### TEXT EXTRACT
══════════
The second preventable crime may surprise many of you. The number one cause of stolen vehicles in Newport News is from people leaving their keys in their car, whether a spare set in the console, or the main set in the ignition. This includes the practice of leaving a car running while grabbing coffee at the neighborhood 7-11 or warming it up in one’s driveway. In 2015 and 2016, we’ve seen dramatic increases in stolen vehicles in our region, and in the majority of these cases keys have been left in the car. In Virginia, like every other state I’ve policed in, it is illegal to leave your keys in the ignition when the car is parked and unoccupied on PUBLIC PROPERTY. However, unlike every other state I’ve been in, it is NOT illegal to leave the car running on PRIVATE PROPERTY. When I have suggested that this is a legislative change long overdue, I was told that no one has the appetite to pass laws telling people what they can’t do on their own property. I understand the politics of that response. However, we don’t permit people to simply point their gun at someone and fire it while on their property. We don’t permit people to take their clothes off and run around naked within the public view on their property. But, for the foreseeable future, we will apparently let folks leave their unattended cars running as if inviting a car thief to jump in and take off.
══════════
### PROVIDED RECORDS
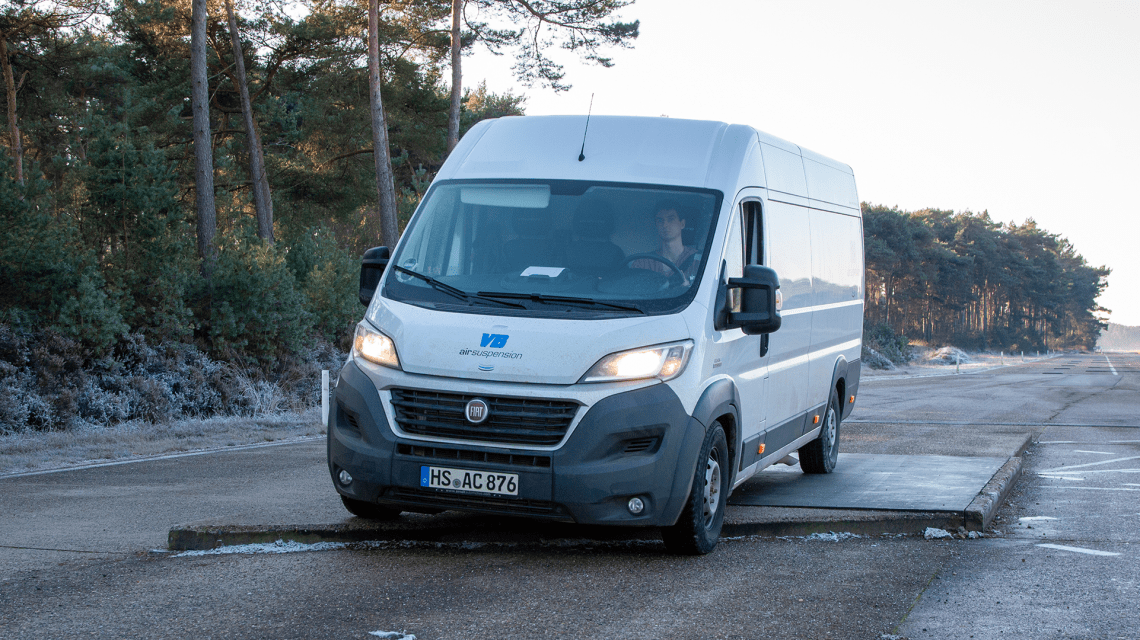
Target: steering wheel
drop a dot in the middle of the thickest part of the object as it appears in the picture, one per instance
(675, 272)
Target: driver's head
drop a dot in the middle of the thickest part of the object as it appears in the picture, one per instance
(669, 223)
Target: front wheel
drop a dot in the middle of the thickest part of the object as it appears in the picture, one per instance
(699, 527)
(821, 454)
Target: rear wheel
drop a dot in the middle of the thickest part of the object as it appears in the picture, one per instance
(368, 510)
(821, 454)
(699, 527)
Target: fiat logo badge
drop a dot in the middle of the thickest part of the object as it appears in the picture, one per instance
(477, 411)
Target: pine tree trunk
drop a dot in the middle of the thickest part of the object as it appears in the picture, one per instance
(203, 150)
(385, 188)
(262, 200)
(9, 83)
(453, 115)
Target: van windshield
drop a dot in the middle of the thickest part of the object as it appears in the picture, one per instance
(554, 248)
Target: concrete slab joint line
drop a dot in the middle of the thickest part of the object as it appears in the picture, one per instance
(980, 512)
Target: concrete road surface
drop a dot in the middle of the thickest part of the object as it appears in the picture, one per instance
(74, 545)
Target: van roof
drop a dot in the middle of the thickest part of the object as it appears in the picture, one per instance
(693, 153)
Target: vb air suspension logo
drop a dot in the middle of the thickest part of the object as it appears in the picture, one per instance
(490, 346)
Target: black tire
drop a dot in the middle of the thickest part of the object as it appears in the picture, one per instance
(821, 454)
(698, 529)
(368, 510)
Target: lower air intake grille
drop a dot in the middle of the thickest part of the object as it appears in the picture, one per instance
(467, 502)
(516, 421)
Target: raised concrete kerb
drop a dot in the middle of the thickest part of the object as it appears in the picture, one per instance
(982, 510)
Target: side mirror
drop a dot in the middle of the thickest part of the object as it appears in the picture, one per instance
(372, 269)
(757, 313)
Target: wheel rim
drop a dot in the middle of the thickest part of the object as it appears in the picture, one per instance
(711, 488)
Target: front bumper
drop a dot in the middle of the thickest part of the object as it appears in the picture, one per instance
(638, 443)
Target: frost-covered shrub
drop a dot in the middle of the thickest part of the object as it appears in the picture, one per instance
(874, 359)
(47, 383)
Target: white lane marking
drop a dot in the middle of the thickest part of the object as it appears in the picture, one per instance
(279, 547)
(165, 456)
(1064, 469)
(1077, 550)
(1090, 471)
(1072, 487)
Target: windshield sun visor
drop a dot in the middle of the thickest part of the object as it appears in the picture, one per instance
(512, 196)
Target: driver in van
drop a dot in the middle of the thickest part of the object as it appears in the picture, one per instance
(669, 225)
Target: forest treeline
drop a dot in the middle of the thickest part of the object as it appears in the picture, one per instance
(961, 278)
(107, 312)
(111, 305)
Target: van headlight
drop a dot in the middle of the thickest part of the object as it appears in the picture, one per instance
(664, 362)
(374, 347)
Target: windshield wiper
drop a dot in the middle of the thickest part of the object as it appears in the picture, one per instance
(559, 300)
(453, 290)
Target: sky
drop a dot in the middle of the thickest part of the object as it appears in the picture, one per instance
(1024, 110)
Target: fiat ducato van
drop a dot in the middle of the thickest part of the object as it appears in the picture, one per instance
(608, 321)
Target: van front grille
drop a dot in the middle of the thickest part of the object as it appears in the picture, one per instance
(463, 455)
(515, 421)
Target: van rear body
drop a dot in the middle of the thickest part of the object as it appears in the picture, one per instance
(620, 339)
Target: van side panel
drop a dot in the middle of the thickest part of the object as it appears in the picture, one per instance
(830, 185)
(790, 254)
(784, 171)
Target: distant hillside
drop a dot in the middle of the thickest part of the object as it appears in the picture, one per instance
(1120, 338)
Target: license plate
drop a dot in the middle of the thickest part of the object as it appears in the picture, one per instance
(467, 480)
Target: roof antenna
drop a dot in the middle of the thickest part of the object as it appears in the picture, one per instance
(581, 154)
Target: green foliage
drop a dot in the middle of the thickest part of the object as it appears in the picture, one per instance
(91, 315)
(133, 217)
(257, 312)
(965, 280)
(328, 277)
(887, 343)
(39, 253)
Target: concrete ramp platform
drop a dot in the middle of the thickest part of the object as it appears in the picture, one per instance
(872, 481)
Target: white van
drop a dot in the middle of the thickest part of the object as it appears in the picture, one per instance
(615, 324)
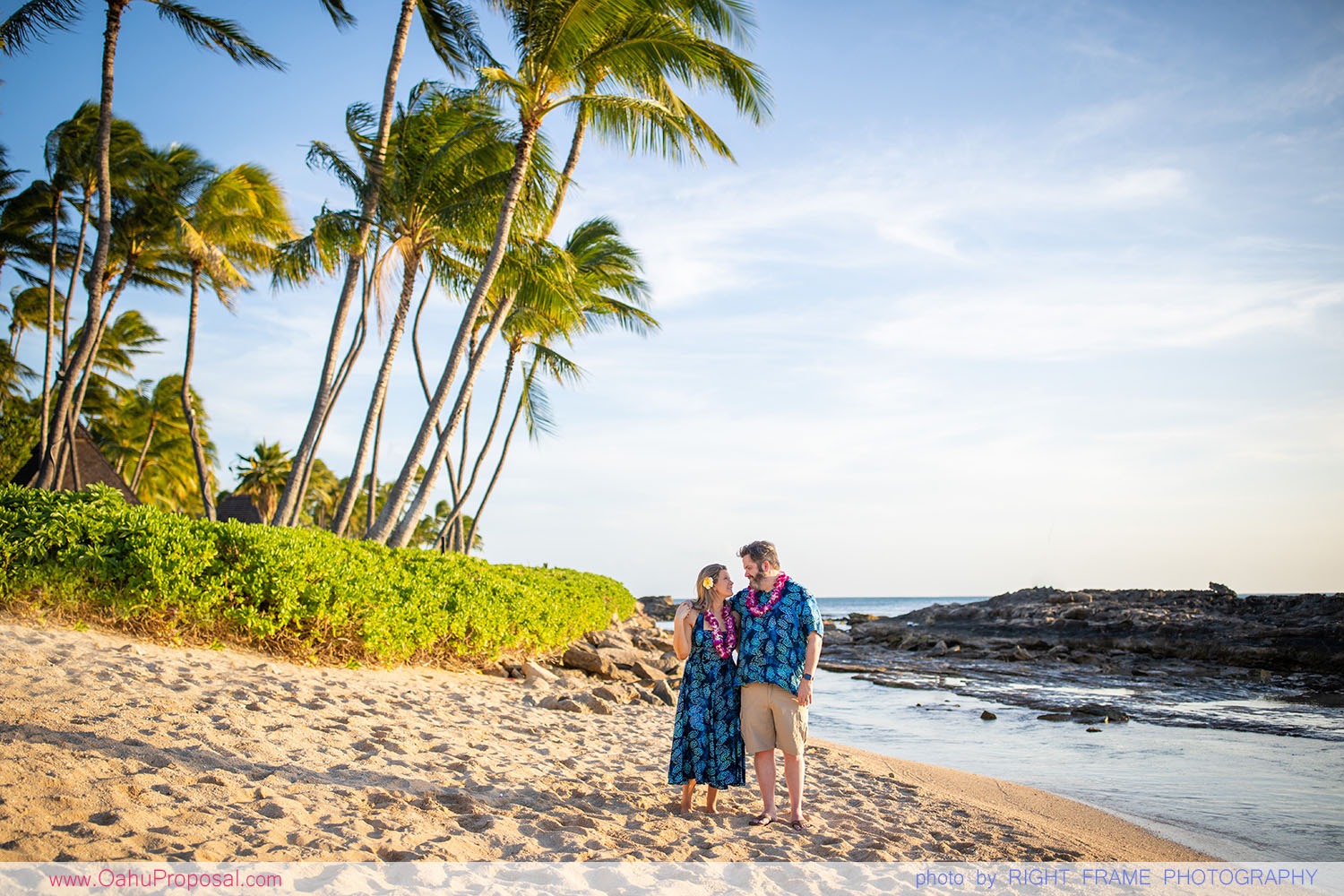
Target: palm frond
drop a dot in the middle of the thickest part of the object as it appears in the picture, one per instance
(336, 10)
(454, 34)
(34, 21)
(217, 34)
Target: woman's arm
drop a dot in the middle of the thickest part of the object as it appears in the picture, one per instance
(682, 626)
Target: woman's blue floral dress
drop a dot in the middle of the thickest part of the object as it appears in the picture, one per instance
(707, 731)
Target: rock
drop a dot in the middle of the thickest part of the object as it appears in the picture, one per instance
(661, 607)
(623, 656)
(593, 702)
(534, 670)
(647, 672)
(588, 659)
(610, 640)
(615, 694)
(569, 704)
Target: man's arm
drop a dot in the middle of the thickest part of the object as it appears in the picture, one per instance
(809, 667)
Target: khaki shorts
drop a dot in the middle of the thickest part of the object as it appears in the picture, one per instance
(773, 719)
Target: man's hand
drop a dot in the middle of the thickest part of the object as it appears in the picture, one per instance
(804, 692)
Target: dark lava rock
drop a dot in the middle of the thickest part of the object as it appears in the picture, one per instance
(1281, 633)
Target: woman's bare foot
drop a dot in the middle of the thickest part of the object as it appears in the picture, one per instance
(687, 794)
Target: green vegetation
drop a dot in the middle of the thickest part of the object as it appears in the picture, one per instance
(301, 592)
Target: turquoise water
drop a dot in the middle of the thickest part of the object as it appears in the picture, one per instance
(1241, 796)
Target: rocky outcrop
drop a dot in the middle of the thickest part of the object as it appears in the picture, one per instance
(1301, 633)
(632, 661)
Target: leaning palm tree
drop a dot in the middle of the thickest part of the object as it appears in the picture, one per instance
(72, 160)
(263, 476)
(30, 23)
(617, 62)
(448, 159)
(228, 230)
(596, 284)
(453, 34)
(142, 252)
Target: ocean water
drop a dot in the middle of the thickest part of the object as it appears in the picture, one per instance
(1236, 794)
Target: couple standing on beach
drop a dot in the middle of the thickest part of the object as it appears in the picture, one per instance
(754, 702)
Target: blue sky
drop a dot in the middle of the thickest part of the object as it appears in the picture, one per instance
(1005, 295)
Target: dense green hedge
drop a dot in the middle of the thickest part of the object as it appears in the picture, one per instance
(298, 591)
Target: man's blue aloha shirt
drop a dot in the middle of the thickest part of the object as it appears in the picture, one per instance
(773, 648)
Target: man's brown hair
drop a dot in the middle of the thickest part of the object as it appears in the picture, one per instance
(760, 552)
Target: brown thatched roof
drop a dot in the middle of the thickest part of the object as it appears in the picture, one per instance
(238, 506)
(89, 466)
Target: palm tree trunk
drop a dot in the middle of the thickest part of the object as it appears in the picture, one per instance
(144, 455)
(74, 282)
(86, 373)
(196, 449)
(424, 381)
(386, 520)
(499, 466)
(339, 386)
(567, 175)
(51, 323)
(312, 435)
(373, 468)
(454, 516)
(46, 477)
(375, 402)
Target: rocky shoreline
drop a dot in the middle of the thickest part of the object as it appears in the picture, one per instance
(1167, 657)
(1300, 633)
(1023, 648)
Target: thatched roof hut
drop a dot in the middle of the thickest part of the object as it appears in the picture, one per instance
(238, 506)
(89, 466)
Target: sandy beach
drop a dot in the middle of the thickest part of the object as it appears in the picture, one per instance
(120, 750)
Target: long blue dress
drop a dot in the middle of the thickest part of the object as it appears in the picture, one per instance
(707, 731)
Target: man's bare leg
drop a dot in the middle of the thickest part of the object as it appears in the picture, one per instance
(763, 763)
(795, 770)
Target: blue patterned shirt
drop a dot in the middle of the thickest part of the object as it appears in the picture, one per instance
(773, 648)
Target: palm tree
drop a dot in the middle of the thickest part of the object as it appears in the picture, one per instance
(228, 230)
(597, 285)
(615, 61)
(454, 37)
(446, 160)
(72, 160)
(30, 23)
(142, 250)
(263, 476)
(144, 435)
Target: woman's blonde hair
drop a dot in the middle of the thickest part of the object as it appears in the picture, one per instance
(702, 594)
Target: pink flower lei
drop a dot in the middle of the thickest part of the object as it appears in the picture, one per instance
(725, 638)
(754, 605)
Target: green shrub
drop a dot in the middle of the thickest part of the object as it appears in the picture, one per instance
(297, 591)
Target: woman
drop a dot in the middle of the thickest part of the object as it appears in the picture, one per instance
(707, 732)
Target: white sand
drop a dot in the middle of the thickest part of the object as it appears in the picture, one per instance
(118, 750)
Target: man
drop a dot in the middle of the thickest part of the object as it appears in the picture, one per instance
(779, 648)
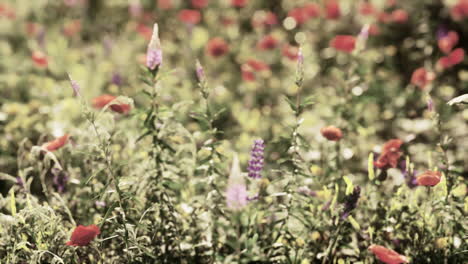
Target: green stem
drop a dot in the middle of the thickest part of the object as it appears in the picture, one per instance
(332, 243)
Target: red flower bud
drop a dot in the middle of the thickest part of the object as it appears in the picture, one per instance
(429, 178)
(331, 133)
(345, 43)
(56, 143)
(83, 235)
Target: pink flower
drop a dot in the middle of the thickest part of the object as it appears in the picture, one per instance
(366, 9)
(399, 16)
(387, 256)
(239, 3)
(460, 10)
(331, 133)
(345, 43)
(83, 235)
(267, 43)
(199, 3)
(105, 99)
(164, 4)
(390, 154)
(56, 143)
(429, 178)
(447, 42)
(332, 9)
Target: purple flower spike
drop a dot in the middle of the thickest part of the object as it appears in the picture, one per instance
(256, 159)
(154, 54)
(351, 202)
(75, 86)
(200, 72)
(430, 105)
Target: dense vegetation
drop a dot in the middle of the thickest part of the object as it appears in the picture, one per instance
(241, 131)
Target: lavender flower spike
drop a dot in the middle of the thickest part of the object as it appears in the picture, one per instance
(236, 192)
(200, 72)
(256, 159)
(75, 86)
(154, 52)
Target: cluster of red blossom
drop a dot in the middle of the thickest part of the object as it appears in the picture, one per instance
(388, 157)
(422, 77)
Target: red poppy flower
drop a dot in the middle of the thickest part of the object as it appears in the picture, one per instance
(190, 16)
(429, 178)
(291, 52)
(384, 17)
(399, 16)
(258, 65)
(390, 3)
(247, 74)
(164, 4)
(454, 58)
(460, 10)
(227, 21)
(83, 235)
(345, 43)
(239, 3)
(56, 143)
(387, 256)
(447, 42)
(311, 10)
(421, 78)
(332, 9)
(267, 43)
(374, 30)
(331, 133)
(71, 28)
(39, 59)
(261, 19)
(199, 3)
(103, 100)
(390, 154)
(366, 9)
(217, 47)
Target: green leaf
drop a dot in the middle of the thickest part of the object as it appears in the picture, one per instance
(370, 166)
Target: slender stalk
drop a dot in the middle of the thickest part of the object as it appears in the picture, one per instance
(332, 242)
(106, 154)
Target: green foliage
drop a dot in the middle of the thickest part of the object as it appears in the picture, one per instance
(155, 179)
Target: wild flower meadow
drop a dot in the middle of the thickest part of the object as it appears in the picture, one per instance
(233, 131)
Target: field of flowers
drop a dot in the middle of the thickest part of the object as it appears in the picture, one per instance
══════════
### GIVEN INSTRUCTION A
According to the passage on vehicle theft, what is the number one cause of stolen vehicles in Newport News?
### GIVEN INSTRUCTION B
Pick up the passage on vehicle theft in Newport News after its last sentence and carry it forward.
The lines aren't needed for any of this.

### TASK ANSWER A
People leaving their keys in their car.

### TASK ANSWER B
Again, responding to crimes and solving them is a bona fide police activity, and we’ll continue to do our best at it. But, preventing crime is ALL of our responsibility, and by simply locking the doors on our homes, removing keys and valuables from our cars and locking them up, we could eliminate a large portion of property crimes in Newport News. When we lower opportunity, we are lowering the risk of being a victim. Help us by following the simple phrase “Lock it and Pocket” the keys.